**WORK INSTRUCTIONS**
1. Return every line of the records that contains the string "woman", matching case exactly.
2. Extend the JACC.jl issue thread from the point where it stops.

======== SELECTION

JuliaORNL / JACC.jl

CPU/GPU parallel performance portable layer in Julia via functions as arguments
MIT License
21 stars 13 forks source link

Would like to pass in more than just numbers and arrays #56

Open PhilipFackler opened 7 months ago

PhilipFackler commented 7 months ago

This commit causes me problems: https://github.com/JuliaORNL/JACC.jl/commit/6d1265714f58855c2e5142835fe274350d4971ae

parallel_for now accepts only Numbers and Arrays (or CuArrays in the cuda case). I'd like to pass in instances of structs and tuples also. Perhaps the function could use Vararg{Any}?

williamfgc commented 6 months ago

@michel2323 please let us know your thoughts on this issue. Thanks!

michel2323 commented 6 months ago

Oh ok. This restrictive. Okay. I'm gonna take look.

michel2323 commented 6 months ago

The problem with Vararg{Any} is that dispatch and precompilation won't work. We need different types for CPU, CUDA, etc.

michel2323 commented 6 months ago

How do you want to decide a struct should be on the CPU or GPU in the loop?

michel2323 commented 6 months ago

I looked at OpenMP and they have the target in the #pragma. So one solution would be to pass a backend argument to the parallel_for etc. CUDA.jl, oneAPI.jl, and AMDGPU.jl provide a CUDABackend, oneAPIBackend(), and ROCBackend(). See for example here https://github.com/JuliaGPU/CUDA.jl/blob/7f725c0a117c2ba947015f48833630605501fb3a/src/CUDAKernels.jl#L21 .

For the CPU we could define our own or use it straight from KA. All this would also remove the need for JACC.Array.

================
======== MATERIALS PROVIDED

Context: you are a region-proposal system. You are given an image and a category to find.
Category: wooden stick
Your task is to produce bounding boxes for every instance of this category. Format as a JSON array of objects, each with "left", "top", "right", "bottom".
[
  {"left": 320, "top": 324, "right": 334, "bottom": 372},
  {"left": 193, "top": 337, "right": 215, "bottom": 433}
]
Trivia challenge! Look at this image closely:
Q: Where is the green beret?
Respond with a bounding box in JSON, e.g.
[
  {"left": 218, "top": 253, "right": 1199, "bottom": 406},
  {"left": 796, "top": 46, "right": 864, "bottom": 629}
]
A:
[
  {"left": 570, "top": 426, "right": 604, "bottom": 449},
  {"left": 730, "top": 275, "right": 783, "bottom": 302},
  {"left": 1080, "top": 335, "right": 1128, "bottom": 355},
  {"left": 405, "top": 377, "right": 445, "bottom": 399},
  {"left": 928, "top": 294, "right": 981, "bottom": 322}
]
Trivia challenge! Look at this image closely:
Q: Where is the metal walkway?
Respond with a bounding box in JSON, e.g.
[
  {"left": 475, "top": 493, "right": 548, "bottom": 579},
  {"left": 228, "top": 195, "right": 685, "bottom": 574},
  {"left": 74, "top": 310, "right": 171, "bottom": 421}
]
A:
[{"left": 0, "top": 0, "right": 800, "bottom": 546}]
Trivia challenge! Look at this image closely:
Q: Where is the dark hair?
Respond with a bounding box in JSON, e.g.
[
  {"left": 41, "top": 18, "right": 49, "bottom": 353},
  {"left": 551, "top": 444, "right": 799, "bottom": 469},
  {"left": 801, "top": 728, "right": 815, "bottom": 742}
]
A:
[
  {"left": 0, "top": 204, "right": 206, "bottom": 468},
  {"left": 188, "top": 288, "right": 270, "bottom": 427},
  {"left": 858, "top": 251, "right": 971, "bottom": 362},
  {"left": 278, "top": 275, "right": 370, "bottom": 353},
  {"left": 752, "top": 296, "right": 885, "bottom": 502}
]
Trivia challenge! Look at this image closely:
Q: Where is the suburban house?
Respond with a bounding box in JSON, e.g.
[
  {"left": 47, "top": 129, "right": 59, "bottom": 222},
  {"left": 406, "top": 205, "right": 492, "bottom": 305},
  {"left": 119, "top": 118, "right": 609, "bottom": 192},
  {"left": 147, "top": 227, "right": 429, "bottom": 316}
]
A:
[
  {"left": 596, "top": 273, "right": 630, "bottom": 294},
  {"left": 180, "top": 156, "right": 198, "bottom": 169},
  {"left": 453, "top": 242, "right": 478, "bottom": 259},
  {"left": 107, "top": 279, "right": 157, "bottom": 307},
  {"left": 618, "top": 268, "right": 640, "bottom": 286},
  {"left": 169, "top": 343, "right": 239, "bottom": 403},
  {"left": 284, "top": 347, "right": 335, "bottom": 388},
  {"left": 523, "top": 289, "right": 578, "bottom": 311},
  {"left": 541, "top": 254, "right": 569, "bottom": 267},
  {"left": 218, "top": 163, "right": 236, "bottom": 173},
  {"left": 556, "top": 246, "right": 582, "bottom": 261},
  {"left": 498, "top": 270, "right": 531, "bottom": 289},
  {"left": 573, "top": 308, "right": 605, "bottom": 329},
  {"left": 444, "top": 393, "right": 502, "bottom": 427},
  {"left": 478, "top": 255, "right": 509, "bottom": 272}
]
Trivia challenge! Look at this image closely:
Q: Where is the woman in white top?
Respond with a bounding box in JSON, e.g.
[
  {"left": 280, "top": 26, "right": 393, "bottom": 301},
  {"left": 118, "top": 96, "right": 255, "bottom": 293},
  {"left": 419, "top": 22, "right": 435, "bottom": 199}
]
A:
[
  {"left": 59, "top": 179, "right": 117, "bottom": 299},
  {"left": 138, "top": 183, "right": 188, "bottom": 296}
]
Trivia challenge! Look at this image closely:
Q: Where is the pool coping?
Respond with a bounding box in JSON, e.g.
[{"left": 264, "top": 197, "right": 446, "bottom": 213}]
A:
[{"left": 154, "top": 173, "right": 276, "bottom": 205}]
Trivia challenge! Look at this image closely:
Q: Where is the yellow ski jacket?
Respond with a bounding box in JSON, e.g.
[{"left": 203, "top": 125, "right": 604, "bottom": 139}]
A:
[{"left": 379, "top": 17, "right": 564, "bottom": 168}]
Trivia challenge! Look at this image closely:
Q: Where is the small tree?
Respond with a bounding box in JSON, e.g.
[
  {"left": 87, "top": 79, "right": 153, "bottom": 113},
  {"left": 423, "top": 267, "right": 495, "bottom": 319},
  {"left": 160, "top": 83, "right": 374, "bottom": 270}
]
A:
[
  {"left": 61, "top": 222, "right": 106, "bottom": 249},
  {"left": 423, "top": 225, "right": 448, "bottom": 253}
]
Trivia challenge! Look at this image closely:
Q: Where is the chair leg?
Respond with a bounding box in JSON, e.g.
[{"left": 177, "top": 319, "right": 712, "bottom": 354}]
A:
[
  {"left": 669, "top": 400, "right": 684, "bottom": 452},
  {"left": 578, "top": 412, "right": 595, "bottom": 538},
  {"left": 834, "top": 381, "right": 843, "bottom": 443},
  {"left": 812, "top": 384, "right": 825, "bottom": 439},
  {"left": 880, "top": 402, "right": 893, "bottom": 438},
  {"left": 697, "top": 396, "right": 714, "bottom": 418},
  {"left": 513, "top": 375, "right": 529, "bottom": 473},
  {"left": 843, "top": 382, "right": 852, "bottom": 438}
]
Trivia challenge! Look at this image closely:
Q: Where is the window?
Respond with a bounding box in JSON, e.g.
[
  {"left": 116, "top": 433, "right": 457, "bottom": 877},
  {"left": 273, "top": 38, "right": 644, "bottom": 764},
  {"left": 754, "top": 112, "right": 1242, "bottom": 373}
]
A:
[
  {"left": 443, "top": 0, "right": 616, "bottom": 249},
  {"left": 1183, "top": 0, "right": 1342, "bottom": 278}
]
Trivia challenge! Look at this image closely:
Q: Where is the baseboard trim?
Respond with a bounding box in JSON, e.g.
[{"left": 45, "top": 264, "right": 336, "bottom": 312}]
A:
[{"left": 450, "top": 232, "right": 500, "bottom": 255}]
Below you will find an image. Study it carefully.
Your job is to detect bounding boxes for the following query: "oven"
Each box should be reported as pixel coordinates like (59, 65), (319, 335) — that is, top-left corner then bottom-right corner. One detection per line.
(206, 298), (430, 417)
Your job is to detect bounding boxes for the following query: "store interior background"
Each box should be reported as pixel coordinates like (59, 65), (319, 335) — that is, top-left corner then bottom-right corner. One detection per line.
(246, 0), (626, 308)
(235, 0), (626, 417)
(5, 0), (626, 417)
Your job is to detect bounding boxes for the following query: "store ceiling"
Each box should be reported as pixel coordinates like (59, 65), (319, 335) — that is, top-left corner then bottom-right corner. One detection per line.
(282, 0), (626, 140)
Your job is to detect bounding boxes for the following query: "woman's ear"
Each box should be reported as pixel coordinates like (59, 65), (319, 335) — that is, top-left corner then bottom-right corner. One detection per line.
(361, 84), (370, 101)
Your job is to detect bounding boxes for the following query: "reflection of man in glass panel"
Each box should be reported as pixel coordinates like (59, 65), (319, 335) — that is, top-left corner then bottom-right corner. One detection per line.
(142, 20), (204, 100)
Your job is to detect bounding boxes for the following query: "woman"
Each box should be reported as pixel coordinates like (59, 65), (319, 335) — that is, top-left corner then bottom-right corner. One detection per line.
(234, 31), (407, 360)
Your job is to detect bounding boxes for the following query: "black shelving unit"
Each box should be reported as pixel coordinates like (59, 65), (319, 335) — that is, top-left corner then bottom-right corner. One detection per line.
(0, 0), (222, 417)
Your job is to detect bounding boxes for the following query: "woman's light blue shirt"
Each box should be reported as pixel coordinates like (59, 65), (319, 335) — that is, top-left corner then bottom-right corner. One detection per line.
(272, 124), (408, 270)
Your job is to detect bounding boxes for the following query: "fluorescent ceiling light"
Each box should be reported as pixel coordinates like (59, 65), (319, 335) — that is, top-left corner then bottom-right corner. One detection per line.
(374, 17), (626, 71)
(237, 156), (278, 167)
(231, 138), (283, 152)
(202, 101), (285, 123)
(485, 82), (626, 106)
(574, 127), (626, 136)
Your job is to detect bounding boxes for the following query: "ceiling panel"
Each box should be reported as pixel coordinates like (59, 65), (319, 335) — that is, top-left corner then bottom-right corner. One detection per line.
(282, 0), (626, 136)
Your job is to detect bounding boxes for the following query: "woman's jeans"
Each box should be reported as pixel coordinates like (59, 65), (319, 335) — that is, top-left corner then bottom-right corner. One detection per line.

================

**TASK-BY-TASK OUTPUTS**
1.
Q: Where is the woman in white top?
Your job is to detect bounding boxes for the following query: "woman's ear"
Your job is to detect bounding boxes for the following query: "woman"
Your job is to detect bounding boxes for the following query: "woman's light blue shirt"
Your job is to detect bounding boxes for the following query: "woman's jeans"

2.
PhilipFackler commented 6 months ago

How do you want to decide a struct should be on the CPU or GPU in the loop?

This is when launching a kernel. As long as the struct meets isbitstype I should be able to copy it into the kernel just like a Number. And this works with the earlier version that uses ... parameters.

kmp5VT commented 6 months ago

@michel2323 @PhilipFackler I have a general rough draft of this idea in this PR. This is similar to how we launch CPU vs GPU kernels in the ITensors.jl package

williamfgc commented 6 months ago

@kmp5VT thanks, we'd like to explore these ideas keeping the API really simple for end-users who would like to stay closer to their science and not necessarily computational aspects. Otherwise, there is very little added value for using JACC.

A good exercise is to examine the final API and integration effort. Currently, we are prioritizing issues that allow for easy integration with apps and less maintenance. Most of the design decisions are from looking at apps and what they need and make incremental progress.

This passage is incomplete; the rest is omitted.